* _Work to complete_: Repeat the line that contains "the rear wiper" and all lines after it through the end, exactly as they are, minus the pictures.

>> BEGIN Data listing

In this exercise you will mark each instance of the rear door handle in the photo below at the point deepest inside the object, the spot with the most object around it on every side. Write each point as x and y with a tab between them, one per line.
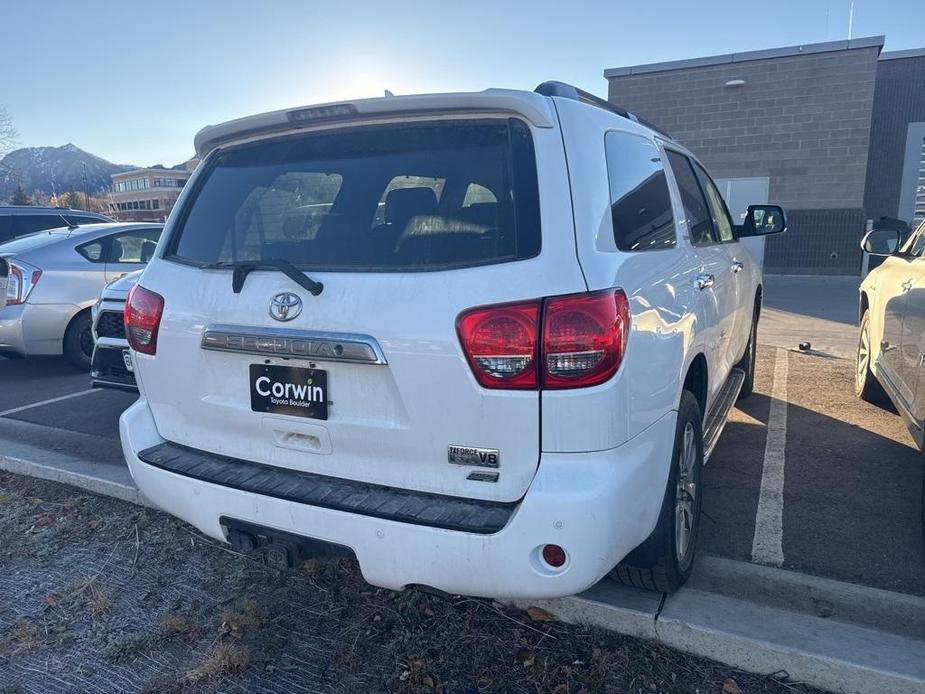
705	281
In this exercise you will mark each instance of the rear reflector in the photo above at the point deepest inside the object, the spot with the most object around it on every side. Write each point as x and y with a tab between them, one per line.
143	311
554	555
583	341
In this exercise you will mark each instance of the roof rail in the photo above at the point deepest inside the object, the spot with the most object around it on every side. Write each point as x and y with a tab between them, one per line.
567	91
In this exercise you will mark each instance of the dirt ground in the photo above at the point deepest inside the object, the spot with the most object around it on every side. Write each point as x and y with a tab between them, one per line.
103	596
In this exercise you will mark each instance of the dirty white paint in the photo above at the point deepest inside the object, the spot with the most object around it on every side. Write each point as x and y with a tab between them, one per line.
767	545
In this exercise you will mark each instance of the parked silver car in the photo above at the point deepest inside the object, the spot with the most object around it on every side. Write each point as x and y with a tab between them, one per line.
111	366
56	276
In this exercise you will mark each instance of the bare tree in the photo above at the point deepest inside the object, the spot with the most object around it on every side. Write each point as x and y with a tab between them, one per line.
8	135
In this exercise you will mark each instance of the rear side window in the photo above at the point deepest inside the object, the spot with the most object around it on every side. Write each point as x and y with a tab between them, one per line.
80	219
28	223
722	223
699	220
640	205
408	197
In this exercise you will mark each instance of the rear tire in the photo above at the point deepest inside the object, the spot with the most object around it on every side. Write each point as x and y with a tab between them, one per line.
664	561
78	341
866	385
749	359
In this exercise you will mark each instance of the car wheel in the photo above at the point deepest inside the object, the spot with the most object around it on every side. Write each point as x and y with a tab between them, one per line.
664	561
747	363
866	385
78	341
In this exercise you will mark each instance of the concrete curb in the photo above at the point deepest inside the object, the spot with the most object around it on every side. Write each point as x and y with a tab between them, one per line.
832	635
836	636
90	479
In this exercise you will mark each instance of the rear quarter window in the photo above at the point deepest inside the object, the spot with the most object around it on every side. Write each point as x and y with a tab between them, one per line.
406	197
640	205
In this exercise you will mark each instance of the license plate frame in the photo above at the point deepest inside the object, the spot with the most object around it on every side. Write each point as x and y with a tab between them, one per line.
291	390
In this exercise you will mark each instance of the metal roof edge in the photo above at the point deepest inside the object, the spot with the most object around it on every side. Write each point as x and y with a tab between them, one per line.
764	54
908	53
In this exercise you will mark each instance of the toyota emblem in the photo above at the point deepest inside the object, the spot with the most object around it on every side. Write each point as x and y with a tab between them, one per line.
285	306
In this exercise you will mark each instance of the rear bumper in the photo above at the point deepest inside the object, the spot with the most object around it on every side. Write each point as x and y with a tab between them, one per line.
12	343
598	506
34	329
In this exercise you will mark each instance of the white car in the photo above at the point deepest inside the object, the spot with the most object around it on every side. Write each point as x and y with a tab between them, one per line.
484	342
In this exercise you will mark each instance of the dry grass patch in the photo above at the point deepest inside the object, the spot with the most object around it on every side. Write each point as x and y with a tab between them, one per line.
224	659
23	636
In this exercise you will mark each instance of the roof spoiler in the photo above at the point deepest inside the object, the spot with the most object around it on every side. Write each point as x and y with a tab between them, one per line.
532	107
567	91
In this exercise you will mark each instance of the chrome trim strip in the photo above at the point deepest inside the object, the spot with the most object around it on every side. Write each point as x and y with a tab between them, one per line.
296	344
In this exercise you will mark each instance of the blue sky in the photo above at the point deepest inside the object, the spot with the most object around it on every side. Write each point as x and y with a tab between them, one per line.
133	82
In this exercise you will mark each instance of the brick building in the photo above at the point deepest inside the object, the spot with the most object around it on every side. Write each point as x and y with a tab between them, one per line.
147	195
833	131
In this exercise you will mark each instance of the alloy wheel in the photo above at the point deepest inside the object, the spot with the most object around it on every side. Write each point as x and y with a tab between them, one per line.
686	497
863	362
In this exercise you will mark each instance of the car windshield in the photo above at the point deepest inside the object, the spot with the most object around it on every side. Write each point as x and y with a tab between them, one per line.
421	196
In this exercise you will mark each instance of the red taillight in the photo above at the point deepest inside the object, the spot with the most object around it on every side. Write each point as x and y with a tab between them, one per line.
583	341
21	281
500	343
142	318
584	337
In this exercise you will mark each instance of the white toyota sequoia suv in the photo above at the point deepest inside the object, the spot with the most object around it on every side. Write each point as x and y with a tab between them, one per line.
482	342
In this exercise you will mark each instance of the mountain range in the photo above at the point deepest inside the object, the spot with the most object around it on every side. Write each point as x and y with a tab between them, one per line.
55	170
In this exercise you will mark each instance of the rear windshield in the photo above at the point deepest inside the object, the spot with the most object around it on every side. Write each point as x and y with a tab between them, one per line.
410	197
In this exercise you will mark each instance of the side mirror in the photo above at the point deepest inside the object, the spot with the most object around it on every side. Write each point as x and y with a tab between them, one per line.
881	242
761	220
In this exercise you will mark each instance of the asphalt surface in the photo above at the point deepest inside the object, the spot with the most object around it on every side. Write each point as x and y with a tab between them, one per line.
851	477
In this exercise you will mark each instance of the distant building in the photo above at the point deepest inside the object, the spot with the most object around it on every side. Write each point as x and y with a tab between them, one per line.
148	195
833	131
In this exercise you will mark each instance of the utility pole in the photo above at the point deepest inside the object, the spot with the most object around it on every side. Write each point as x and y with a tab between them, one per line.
86	187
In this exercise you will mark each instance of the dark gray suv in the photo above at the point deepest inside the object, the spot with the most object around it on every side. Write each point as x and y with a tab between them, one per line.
19	220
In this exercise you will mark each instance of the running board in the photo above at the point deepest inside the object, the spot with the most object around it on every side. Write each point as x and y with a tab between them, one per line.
716	419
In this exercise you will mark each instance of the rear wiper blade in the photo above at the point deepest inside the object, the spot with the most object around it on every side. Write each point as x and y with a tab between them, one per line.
243	268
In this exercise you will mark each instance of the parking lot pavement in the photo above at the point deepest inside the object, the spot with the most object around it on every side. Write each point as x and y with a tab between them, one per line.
819	310
48	404
851	480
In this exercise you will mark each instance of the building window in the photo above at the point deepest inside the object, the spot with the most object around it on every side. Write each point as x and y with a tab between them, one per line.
168	182
919	209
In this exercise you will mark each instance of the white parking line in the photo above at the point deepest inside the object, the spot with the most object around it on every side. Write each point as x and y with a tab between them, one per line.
767	545
14	410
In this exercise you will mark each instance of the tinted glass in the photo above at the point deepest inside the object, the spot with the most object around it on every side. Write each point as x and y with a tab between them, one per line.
699	220
640	204
82	219
384	198
718	213
27	223
93	251
133	247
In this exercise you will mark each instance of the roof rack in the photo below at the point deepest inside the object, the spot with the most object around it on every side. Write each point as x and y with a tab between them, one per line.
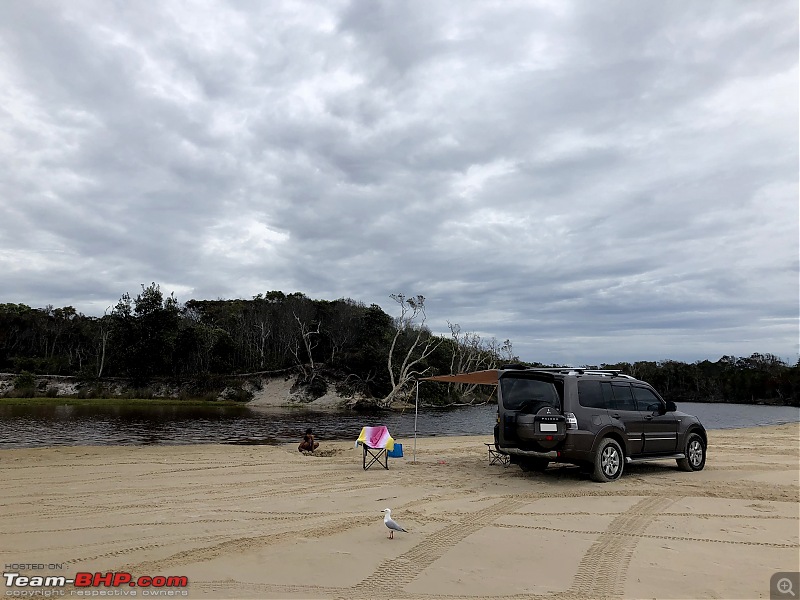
579	371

>> END Data listing

* _Answer in full_:
In this exercise you will mark each instance of the rear wiper blade in the photo above at the point deepest inside the object, the spot with the most object around it on every side. Write each point as x and y with a tab between them, one per line.
243	268
In this exercise you will mark each instance of the parking lot pavement in the photo above at the point deepest inside the object, the spot with the most object around it on every side. Write each point as x and y with a tab between them, one per line.
819	310
48	404
851	480
In this exercise you will mark each instance of the building window in the photo above at the point deepest inside the object, the spot with the most object around it on every side. Write each point as x and y with a tab between them, one per line.
168	182
919	209
In this exercise you will mark each instance of the white parking line in the photo above at the point deepest inside the object, the spot with the most object around it on every side. Write each point as x and y with a tab between them, one per line.
767	545
14	410
In this exercise you will mark each instance of the tinted glass in the photo above at the point deepest inside the object, the spot with the most object around it on every side. Write each point as x and y with a tab between them, one per line.
699	220
640	204
82	219
384	198
718	213
27	223
93	251
133	247
In this exercise you will mark each instance of the roof rack in the photo below at the point deepest inside the object, the spot with the most object around it on every side. Write each point as x and y with a tab between them, one per line.
579	371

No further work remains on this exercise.